== What to work on ==
Can you locate every line in the entries below that holds the word "grassy" and copy each one? Case counts.

(Dataset entries on object locations)

------------------------

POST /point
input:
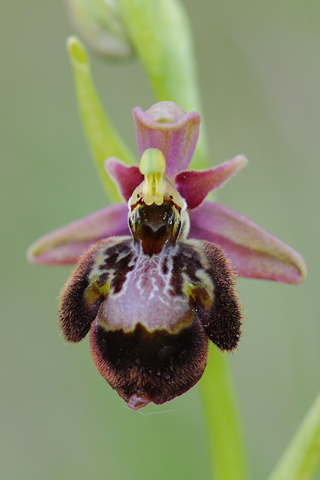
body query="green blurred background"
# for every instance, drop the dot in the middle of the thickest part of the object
(259, 74)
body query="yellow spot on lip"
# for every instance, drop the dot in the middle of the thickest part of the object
(153, 167)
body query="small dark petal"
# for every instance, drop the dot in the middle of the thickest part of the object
(148, 367)
(222, 322)
(75, 313)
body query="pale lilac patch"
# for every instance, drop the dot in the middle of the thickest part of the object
(170, 129)
(145, 298)
(126, 177)
(194, 186)
(65, 245)
(252, 250)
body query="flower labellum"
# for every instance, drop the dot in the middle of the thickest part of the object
(152, 300)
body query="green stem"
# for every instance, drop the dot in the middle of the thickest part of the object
(224, 431)
(160, 33)
(302, 457)
(103, 139)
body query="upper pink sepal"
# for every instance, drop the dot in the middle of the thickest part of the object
(65, 245)
(170, 129)
(194, 185)
(127, 177)
(252, 250)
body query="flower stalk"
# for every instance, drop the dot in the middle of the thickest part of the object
(226, 445)
(161, 35)
(102, 137)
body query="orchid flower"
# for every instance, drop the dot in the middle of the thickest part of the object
(155, 277)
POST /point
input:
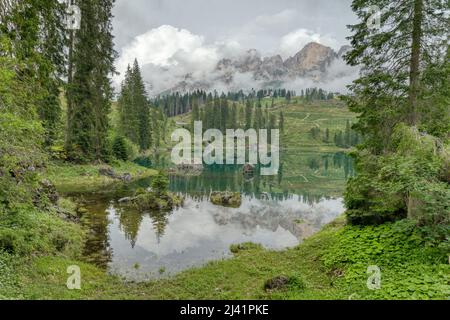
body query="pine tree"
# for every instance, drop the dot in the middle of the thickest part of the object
(281, 122)
(89, 93)
(411, 39)
(248, 115)
(141, 108)
(38, 34)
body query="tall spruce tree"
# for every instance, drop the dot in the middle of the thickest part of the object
(411, 39)
(89, 90)
(37, 31)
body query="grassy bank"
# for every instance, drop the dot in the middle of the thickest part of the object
(330, 265)
(87, 178)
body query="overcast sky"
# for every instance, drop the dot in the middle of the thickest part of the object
(193, 34)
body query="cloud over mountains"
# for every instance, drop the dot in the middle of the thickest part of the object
(177, 59)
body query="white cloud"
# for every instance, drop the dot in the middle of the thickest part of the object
(294, 41)
(167, 54)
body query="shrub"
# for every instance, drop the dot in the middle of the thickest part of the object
(408, 181)
(160, 183)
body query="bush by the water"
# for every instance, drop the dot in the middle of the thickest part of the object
(411, 181)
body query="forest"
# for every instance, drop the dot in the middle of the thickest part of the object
(61, 121)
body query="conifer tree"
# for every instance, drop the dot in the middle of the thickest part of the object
(89, 93)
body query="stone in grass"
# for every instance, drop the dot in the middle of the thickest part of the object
(283, 282)
(152, 201)
(226, 199)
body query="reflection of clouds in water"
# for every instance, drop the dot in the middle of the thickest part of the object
(201, 231)
(198, 224)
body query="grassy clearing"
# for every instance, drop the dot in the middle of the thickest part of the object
(330, 265)
(86, 178)
(300, 118)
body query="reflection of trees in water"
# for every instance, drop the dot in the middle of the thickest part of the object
(129, 222)
(160, 220)
(97, 249)
(231, 178)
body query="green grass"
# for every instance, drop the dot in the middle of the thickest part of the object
(300, 117)
(86, 178)
(330, 265)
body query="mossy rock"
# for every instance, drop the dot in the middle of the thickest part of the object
(226, 199)
(246, 246)
(154, 201)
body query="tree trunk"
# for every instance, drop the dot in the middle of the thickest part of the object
(414, 85)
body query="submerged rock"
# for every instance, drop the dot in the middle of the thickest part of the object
(150, 200)
(226, 199)
(187, 170)
(109, 172)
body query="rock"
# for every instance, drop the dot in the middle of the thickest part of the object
(226, 199)
(187, 170)
(277, 283)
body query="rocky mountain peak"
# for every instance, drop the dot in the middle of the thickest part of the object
(313, 57)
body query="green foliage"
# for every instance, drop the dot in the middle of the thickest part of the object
(236, 248)
(408, 182)
(410, 269)
(89, 93)
(160, 183)
(119, 148)
(26, 231)
(134, 109)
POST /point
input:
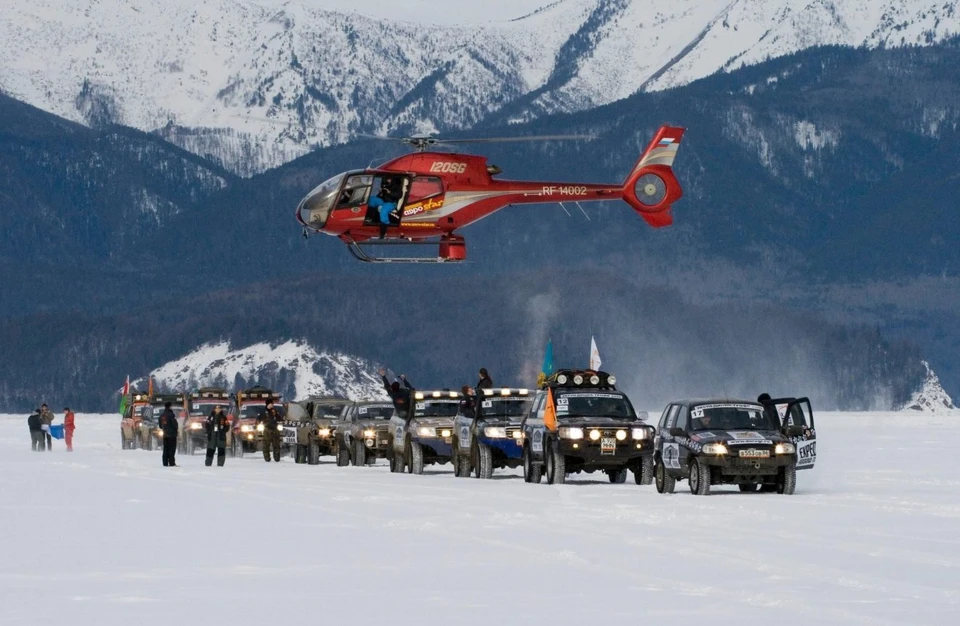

------------------------

== Task response ==
body query="grassy bank"
body query="grassy clearing"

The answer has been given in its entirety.